• **STATED GOAL 1**:
Reproduce the portion of the blog excerpt that begins at the words "Well, you get" and stops after the words "and painting supplies.".
• **STATED GOAL 2**:
In the blog excerpt, why were the guitars and music cased up and moved to a storage shelf?

• **SOURCE EXTRACT**:
Well, I just thought it would be fair to show the whole thing.  And also in the interest of fairness I will also remind you of the post about Dr. Mat our bentist.


From Marci's "... things you don't expect to hear from the backseat ..."

"LEGOs are dangerous ... but fun."



 Yep.  And weird, LEGOs are very, very weird - around here at least...


Friday, August 30, 2013

Factual Post


Truth:


I look exactly like this:

See what I mean:



From Marci's "... things you don't expect to hear from the backseat ..."

"This guy's new, so sorry if he shoots you."



Never trust the new LEGO guy, ever... 


Tuesday, August 27, 2013

Post Gaps


I worry sometimes about the gaps here on ihopeiwinatoaster, I worry that in later years the boys might think I wasn't thinking of them or there was nothing noteworthy or that I stopped caring or...

Well, you get the picture.  I have plenty of material, so much in fact that I would like to do a post a day for the month of September to get caught up so I can begin to use the fodder which will be coming home from school this year.

The problem is, and I mention this often, to the point of obsession, I can't seem to find the time and that really frustrates me.  Anyone who takes care of a household knows the feeling, I could list, right now, twenty - at least - things I should be doing right now.  I'll get some of them done, others I will put off, and, truth be told, this blog is one of things that always seems to get put off.  I put off my music as well, in fact just today I cased up my guitars and music and put them on a storage shelf because I needed the space on my workbench, which seconds as a music area, to sort out some paint and painting supplies.

Sometimes, I want to apologize to myself for it, but, I guess I don't want it enough, or I don't have very good time management skills or, and this is the best guess, I am overwhelmed.

And, on top of everything else, today I am going to use some pictures my dear wife already posted on Facebook of the boys first day in Third Grade:



I think this one is pretty good, the look, well, reasonable ,



This one seems nice enough.

• **INFORMATION SHOWN**:
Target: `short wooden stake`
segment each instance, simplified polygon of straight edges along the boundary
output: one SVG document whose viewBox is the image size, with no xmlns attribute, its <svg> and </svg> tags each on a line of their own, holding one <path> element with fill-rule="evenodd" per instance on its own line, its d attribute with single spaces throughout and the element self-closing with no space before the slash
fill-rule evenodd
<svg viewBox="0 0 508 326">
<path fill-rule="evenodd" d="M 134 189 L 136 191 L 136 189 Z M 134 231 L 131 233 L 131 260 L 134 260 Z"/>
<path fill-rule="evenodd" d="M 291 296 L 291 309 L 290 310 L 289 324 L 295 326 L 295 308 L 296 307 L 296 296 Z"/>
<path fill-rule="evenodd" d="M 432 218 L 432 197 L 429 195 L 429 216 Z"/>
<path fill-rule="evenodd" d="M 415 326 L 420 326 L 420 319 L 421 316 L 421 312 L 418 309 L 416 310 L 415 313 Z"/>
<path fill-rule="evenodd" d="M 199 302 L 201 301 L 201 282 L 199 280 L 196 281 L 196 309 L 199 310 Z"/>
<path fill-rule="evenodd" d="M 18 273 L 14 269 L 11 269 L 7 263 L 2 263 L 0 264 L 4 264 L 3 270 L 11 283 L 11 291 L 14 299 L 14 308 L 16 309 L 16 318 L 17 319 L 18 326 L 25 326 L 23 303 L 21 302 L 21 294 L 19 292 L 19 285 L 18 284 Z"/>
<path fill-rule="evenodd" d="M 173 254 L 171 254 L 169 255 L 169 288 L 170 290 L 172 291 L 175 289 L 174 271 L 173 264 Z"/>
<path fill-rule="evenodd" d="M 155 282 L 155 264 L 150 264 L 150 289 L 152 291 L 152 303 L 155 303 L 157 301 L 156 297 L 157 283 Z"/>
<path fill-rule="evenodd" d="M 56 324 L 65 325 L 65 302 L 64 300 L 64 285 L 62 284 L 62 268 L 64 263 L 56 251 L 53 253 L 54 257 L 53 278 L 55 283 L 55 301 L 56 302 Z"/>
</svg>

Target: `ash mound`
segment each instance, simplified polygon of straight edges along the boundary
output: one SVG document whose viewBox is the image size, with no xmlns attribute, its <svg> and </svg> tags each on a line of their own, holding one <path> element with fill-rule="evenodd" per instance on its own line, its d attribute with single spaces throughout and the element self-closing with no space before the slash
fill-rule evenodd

• **COMPLETE OUTPUT 1**:
Well, you get the picture.  I have plenty of material, so much in fact that I would like to do a post a day for the month of September to get caught up so I can begin to use the fodder which will be coming home from school this year.

The problem is, and I mention this often, to the point of obsession, I can't seem to find the time and that really frustrates me.  Anyone who takes care of a household knows the feeling, I could list, right now, twenty - at least - things I should be doing right now.  I'll get some of them done, others I will put off, and, truth be told, this blog is one of things that always seems to get put off.  I put off my music as well, in fact just today I cased up my guitars and music and put them on a storage shelf because I needed the space on my workbench, which seconds as a music area, to sort out some paint and painting supplies.

• **COMPLETE OUTPUT 2**:
The space on the workbench was needed to sort out some paint and painting supplies.